QUOTED PASSAGE
Storage Model

Storage Model mk Fri, 10/26/2012 - 13:00

The storage footprint for any given database schema can be obtained by inspecting the table producing function storage().  To illustrate below we see the storage characteristics of the lineitem table in TPCH SF-10. The column width for variable length strings, e.g. l_shipinstruct and l_comment, represents the average length found using a sample over the underlying column storage.

To estimate the storage footprint for a variation of this scheme, we first construct a relation with the model input. Thereafter it can be updated to reflect the expected database size and varwidth properties. The footprint then becomes available as table producing function storagemodel(). Also be aware that dictionary encoding may have taken place, which leads to a much less storage footprint (see l_shipinstruct). Dictionary encoding is currently a runtime feature,  it depends on insertion sequence and the dictionary size. It may lead to an overshoot in the estimated size. Therefore, the size of varchar columns should be taken with a grain of salt.

sql>call storagemodelinit();
sql>update storagemodelinput set  count = 1000000 where "table"='lineitem';
sql>update storagemodelinput set  "distinct" = 1000 where "table"='lineitem' and "type"='varchar';
sql>update storagemodelinput set  "distinct" = 330000 where "table"='lineitem' and "column"='l_comment';
sql>select * from storagemodel() where "table" = 'lineitem';

 

When data updates are done on columns, the changes are first stored in so-called delta structures and later merged (in bulk) into the column storages. For analysis, monitoring and debugging purposes we provide as of release Nov2019 (11.35.3) three new table producing functions:
    sys.deltas("schema" string, "table" string, "column" string)
    sys.deltas("schema" string, "table" string)
    sys.deltas("schema" string)

Each return a table with 7 output columns:

name type description
id int reference to the sys.columns.id
cleared boolean whether the column's upper table is cleared (true) or not (false)

TASKS TO CARRY OUT
1) In the storage model page, which release first provides the three sys.deltas table producing functions?
2) Extract from the storage model page the passage starting at "The storage footprint for any" and ending at "underlying column storage.".

PROVIDED RECORDS
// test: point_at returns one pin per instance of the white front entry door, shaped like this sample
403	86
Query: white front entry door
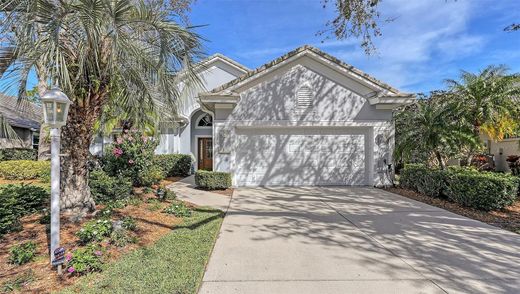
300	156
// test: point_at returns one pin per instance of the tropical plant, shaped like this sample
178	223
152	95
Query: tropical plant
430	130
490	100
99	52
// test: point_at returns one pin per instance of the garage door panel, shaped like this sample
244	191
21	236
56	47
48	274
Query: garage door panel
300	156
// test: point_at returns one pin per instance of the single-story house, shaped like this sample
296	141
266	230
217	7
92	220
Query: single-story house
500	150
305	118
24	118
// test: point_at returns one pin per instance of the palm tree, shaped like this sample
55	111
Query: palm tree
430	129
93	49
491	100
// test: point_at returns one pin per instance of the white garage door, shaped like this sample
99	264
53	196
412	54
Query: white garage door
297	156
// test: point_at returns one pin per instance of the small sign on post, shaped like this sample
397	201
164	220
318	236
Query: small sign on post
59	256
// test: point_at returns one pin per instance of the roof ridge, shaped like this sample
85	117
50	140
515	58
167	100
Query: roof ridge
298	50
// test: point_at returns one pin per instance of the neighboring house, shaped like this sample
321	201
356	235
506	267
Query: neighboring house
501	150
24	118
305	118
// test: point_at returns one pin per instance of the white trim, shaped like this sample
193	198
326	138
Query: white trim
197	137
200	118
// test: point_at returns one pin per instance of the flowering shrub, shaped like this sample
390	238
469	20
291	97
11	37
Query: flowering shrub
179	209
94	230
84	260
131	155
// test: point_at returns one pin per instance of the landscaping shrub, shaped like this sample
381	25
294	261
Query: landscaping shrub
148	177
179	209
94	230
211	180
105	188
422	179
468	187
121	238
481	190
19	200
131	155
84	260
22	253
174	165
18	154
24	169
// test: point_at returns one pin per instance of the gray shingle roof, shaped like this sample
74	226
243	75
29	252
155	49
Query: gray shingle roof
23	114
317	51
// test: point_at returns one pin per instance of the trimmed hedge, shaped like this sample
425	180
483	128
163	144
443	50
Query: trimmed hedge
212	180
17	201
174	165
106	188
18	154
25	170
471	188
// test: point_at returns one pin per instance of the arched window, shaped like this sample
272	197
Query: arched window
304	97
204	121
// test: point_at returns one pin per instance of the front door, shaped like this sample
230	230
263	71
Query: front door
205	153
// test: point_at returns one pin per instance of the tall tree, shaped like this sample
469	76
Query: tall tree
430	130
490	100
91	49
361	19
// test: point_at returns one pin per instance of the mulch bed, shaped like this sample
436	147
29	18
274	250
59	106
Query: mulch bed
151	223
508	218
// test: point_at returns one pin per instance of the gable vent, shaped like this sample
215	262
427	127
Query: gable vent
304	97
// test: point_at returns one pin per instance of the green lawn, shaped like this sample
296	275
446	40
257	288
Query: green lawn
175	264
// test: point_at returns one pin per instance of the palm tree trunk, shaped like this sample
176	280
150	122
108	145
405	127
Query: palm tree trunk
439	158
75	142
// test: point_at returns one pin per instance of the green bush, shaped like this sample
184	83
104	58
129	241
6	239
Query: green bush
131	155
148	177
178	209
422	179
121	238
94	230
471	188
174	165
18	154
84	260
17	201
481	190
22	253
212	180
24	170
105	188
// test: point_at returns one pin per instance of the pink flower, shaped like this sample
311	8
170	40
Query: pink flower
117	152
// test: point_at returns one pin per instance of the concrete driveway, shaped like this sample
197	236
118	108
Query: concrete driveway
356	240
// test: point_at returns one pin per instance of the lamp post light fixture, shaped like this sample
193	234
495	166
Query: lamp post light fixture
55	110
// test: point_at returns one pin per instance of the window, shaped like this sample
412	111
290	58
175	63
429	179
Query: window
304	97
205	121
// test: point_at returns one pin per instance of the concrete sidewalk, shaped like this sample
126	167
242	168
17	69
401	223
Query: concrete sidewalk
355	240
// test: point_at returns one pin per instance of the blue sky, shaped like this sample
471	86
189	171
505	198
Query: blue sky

ANSWERS FOR THE TASKS
1) Release Nov2019 (11.35.3).

2)
The storage footprint for any given database schema can be obtained by inspecting the table producing function storage().  To illustrate below we see the storage characteristics of the lineitem table in TPCH SF-10. The column width for variable length strings, e.g. l_shipinstruct and l_comment, represents the average length found using a sample over the underlying column storage.